[Recorded data]
+++++

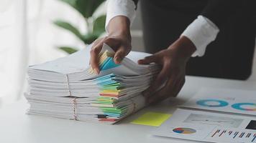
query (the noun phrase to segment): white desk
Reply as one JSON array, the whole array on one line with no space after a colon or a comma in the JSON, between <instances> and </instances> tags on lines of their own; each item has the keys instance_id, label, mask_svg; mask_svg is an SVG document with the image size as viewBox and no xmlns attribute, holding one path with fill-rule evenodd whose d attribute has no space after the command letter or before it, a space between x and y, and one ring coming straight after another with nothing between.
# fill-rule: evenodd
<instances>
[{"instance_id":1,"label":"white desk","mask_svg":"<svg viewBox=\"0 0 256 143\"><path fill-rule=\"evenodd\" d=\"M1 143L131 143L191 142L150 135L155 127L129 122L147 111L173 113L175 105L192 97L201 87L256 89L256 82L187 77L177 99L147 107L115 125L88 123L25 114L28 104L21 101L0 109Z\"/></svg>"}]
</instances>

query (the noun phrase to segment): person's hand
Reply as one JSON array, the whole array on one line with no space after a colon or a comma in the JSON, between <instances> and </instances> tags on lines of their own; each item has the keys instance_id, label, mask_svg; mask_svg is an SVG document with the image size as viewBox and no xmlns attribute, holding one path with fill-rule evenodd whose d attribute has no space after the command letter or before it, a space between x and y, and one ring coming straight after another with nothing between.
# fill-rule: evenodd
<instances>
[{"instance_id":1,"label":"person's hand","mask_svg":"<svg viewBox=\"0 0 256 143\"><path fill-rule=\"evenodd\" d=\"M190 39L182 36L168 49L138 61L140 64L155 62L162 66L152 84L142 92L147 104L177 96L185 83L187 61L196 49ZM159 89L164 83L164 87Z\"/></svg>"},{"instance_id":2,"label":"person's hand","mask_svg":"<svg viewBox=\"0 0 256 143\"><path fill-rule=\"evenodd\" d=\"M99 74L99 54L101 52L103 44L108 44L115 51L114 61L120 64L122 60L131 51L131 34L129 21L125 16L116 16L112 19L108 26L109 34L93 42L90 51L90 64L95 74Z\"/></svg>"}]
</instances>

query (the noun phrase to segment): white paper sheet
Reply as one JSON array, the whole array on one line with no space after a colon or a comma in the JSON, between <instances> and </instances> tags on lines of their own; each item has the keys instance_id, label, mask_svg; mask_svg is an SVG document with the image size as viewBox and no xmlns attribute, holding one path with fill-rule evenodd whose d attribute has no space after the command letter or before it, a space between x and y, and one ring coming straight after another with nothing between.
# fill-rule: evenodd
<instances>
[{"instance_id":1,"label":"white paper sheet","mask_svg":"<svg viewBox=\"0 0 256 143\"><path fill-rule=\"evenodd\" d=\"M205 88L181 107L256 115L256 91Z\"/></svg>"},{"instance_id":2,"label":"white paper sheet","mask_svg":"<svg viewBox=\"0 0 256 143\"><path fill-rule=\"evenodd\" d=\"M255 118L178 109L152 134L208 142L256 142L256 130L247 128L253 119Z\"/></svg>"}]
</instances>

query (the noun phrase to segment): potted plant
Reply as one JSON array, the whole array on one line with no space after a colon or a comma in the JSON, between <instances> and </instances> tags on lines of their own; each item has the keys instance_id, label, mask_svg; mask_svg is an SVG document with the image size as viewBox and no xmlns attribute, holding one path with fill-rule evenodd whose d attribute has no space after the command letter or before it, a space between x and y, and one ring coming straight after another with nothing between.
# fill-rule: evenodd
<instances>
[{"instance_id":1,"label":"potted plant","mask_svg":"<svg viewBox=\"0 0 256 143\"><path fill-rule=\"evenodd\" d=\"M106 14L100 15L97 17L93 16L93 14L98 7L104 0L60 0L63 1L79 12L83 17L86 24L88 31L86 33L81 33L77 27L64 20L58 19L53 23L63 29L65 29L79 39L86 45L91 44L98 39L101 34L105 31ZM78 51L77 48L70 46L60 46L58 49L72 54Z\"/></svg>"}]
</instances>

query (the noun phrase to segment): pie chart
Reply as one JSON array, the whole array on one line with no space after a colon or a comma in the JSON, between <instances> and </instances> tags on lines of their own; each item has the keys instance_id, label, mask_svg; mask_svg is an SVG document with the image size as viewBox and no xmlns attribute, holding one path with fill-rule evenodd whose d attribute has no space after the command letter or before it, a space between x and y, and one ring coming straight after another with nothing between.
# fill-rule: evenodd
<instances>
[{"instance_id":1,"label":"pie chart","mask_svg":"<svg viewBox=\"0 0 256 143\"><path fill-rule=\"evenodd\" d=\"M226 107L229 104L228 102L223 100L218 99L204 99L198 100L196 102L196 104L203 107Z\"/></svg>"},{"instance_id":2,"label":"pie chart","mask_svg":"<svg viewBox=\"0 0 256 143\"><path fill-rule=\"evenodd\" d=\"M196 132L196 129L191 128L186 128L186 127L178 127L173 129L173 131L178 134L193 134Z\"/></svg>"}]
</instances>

+++++

# Goal of the exercise:
Rewrite all of the items above as a two-column CSV with the header names input and output, giving one row for each input and its output. Put each value in a single quoted field with line breaks replaced by spaces, and omit the pictures.

# Completed task:
input,output
"query (the noun phrase to segment): white desk Reply as one JSON array, the whole array on one line with no space after a colon or a comma in the JSON, between <instances> and </instances> tags on lines of their own; each item has the keys instance_id, label, mask_svg; mask_svg is an SVG document with the image size as viewBox and no xmlns attribute, holding one path with fill-rule evenodd whose d attribute has no space after the command letter or before it, a space between x and y, and one ring coming straight after another with nothing between. # fill-rule: evenodd","<instances> [{""instance_id"":1,""label"":""white desk"",""mask_svg"":""<svg viewBox=\""0 0 256 143\""><path fill-rule=\""evenodd\"" d=\""M1 143L131 143L191 142L150 135L155 127L129 122L147 111L173 113L175 105L192 97L201 87L256 89L256 82L187 77L177 99L147 107L115 125L88 123L25 114L28 104L21 101L0 109Z\""/></svg>""}] </instances>"
"query (the noun phrase to segment): person's hand Reply as one JSON array, the whole array on one line with no space after a colon or a comma in the JSON, between <instances> and </instances> tags on lines of their own; each item has the keys instance_id, label, mask_svg; mask_svg is an SVG document with the image size as viewBox and no xmlns attribute, holding one path with fill-rule evenodd whose d attribute has no space after the command letter or before it, a space between x and y, and one ring coming straight after another with nothing between. # fill-rule: evenodd","<instances> [{""instance_id"":1,""label"":""person's hand"",""mask_svg"":""<svg viewBox=\""0 0 256 143\""><path fill-rule=\""evenodd\"" d=\""M190 39L182 36L168 49L138 61L140 64L155 62L162 66L152 84L142 92L147 104L177 96L185 83L187 61L196 49ZM159 89L164 83L164 87Z\""/></svg>""},{""instance_id"":2,""label"":""person's hand"",""mask_svg"":""<svg viewBox=\""0 0 256 143\""><path fill-rule=\""evenodd\"" d=\""M99 74L99 54L101 52L103 44L108 44L115 51L114 61L120 64L122 60L131 51L131 34L129 21L125 16L116 16L112 19L108 26L109 34L93 42L90 51L90 64L95 74Z\""/></svg>""}] </instances>"
"query (the noun phrase to segment): white paper sheet Reply as one JSON array, the whole array on one line with no space after a colon or a comma in the JSON, between <instances> and </instances> tags on lines of their own; each item has the keys instance_id, label, mask_svg; mask_svg is an SVG document with the image size as viewBox and no xmlns attribute, holding one path with fill-rule evenodd whose d attribute has no space after the command letter or before it, a space between x and y, and one ring coming straight after another with nothing between. # fill-rule: evenodd","<instances> [{""instance_id"":1,""label"":""white paper sheet"",""mask_svg"":""<svg viewBox=\""0 0 256 143\""><path fill-rule=\""evenodd\"" d=\""M205 88L181 107L256 115L256 91Z\""/></svg>""},{""instance_id"":2,""label"":""white paper sheet"",""mask_svg"":""<svg viewBox=\""0 0 256 143\""><path fill-rule=\""evenodd\"" d=\""M255 118L178 109L152 134L208 142L256 142L256 130L247 128L253 119Z\""/></svg>""}] </instances>"
"query (the noun phrase to segment): potted plant Reply as one JSON array, the whole array on one line with no space after a colon or a comma in the JSON, between <instances> and </instances> tags on lines of their own; each item has the keys instance_id, label, mask_svg; mask_svg is an SVG document with the image size as viewBox and no xmlns attribute, holding one path with fill-rule evenodd whose d attribute has no space after the command letter or before it, a space between x and y, and one ring coming straight after another with nothing between. # fill-rule: evenodd","<instances> [{""instance_id"":1,""label"":""potted plant"",""mask_svg"":""<svg viewBox=\""0 0 256 143\""><path fill-rule=\""evenodd\"" d=\""M106 14L100 15L97 17L93 16L93 14L98 7L104 0L60 0L63 1L79 12L83 17L86 24L88 31L86 33L81 33L77 27L64 20L58 19L53 23L63 29L65 29L79 39L86 45L91 44L98 39L101 34L105 31ZM78 51L77 48L70 46L60 46L58 49L72 54Z\""/></svg>""}] </instances>"
"query (the noun phrase to segment): pie chart Reply as one JSON array, the whole array on one line with no space after a colon or a comma in the JSON, between <instances> and </instances> tags on lines of their own; each item has the keys instance_id, label, mask_svg; mask_svg is an SVG document with the image size as viewBox and no xmlns attribute, holding one path with fill-rule evenodd whose d attribute has no space after the command letter or before it, a space between x and y, and one ring coming straight after another with nothing between. # fill-rule: evenodd","<instances> [{""instance_id"":1,""label"":""pie chart"",""mask_svg"":""<svg viewBox=\""0 0 256 143\""><path fill-rule=\""evenodd\"" d=\""M226 107L229 104L228 102L223 100L218 99L204 99L198 100L196 102L196 104L203 107Z\""/></svg>""},{""instance_id"":2,""label"":""pie chart"",""mask_svg"":""<svg viewBox=\""0 0 256 143\""><path fill-rule=\""evenodd\"" d=\""M196 132L196 129L191 128L186 128L186 127L178 127L173 129L173 131L178 134L193 134Z\""/></svg>""}] </instances>"